____ Data excerpts
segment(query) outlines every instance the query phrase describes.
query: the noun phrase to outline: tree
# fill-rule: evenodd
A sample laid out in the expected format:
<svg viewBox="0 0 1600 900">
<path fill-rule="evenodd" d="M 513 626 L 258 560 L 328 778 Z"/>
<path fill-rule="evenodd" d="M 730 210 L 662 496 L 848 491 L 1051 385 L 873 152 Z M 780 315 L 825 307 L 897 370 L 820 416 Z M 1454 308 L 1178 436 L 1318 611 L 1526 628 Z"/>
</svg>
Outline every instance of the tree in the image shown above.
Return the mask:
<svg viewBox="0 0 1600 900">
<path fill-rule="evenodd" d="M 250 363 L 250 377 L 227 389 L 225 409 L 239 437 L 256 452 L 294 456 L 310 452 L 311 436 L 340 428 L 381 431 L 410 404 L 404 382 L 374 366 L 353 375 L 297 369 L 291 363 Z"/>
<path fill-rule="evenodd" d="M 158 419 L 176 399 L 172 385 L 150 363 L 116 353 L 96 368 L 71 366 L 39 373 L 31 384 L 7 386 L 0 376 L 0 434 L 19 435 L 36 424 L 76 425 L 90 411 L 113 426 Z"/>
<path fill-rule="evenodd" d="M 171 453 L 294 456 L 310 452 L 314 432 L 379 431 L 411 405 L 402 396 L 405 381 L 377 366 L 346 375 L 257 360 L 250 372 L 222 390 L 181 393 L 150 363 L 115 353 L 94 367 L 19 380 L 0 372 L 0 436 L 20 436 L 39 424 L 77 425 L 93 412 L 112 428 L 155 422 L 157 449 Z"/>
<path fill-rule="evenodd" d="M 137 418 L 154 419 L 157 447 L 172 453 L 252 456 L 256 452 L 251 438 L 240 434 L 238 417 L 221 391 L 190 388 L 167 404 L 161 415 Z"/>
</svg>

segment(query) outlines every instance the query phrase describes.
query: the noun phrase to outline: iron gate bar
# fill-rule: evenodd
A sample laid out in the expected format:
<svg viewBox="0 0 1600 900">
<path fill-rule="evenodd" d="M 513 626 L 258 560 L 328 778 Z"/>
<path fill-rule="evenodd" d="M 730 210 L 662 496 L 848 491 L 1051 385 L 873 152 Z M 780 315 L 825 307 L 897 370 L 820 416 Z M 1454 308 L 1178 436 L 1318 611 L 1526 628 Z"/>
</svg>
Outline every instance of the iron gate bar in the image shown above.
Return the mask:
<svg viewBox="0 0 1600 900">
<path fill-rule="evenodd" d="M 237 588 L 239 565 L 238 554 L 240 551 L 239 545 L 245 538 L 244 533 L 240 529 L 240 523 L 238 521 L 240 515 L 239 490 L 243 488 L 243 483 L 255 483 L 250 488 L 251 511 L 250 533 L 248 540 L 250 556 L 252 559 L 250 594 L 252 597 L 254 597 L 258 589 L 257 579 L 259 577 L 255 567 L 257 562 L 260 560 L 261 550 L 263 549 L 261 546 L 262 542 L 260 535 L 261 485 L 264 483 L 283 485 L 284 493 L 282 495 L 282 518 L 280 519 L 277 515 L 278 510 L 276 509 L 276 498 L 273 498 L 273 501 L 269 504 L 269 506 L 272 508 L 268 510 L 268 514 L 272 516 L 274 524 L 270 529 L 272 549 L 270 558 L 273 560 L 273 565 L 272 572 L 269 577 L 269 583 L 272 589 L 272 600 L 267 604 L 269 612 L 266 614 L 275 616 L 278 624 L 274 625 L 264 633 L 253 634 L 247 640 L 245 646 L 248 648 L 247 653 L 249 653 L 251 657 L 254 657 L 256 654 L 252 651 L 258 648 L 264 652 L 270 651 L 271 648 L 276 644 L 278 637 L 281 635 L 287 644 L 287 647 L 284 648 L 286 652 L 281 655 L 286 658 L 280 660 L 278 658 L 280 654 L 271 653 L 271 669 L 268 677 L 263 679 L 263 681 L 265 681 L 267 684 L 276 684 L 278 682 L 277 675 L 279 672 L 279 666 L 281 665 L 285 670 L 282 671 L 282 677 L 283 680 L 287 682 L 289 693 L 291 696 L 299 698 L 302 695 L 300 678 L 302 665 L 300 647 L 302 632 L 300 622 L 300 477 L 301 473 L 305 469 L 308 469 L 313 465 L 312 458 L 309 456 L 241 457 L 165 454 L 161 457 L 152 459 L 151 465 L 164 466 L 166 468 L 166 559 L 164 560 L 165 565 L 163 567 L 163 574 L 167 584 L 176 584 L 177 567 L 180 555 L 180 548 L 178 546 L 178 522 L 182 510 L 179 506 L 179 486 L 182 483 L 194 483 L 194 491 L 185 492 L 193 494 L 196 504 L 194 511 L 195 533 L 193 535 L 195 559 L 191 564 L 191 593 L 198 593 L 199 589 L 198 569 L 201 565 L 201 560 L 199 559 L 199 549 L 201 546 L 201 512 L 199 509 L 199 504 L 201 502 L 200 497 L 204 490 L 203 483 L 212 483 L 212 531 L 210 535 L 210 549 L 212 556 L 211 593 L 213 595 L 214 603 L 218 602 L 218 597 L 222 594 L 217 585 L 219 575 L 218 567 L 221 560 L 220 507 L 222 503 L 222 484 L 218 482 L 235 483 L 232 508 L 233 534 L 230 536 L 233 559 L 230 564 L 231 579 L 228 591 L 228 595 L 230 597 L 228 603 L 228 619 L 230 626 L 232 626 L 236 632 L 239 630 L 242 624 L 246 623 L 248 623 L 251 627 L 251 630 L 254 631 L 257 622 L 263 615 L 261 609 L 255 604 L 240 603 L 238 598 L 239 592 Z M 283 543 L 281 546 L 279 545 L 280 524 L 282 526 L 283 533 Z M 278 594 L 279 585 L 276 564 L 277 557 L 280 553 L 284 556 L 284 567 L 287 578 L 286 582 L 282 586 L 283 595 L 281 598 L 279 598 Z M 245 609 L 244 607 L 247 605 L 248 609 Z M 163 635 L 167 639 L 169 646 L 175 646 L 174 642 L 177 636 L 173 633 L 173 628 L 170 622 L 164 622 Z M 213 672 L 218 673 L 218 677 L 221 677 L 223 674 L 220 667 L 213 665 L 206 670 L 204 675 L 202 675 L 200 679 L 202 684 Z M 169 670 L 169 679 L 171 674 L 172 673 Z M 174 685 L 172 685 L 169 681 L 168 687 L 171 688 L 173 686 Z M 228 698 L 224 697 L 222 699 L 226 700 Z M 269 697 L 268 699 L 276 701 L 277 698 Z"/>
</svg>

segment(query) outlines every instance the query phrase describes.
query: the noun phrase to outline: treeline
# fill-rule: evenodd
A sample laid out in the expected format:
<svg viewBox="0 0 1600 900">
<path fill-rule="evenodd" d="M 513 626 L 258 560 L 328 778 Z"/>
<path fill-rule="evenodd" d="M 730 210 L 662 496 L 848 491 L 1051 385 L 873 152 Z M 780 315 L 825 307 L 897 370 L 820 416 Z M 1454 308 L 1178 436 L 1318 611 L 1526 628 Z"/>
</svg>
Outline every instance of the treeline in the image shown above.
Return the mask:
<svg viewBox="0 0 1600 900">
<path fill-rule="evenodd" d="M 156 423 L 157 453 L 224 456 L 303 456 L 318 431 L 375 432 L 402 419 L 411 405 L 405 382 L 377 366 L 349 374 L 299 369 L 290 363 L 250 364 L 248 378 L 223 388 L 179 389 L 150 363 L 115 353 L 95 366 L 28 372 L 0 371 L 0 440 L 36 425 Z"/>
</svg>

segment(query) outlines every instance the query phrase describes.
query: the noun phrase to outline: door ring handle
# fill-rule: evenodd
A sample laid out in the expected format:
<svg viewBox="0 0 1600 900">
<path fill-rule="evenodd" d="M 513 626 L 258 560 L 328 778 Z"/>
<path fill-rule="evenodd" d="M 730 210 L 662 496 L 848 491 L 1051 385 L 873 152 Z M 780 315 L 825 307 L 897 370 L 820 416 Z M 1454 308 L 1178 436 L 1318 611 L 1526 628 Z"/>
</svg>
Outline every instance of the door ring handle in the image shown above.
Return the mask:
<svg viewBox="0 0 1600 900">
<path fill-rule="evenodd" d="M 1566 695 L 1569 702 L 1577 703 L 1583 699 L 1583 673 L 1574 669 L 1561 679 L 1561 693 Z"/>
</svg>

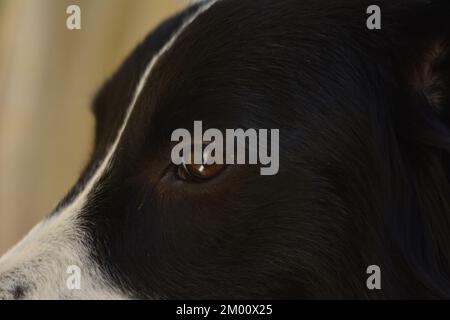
________
# What needs to be done
Locate the lines above that contain "handle" and copy them.

# Response to this exercise
query: the noun phrase to outline: door ring handle
Outline every instance of the door ring handle in the image shown above.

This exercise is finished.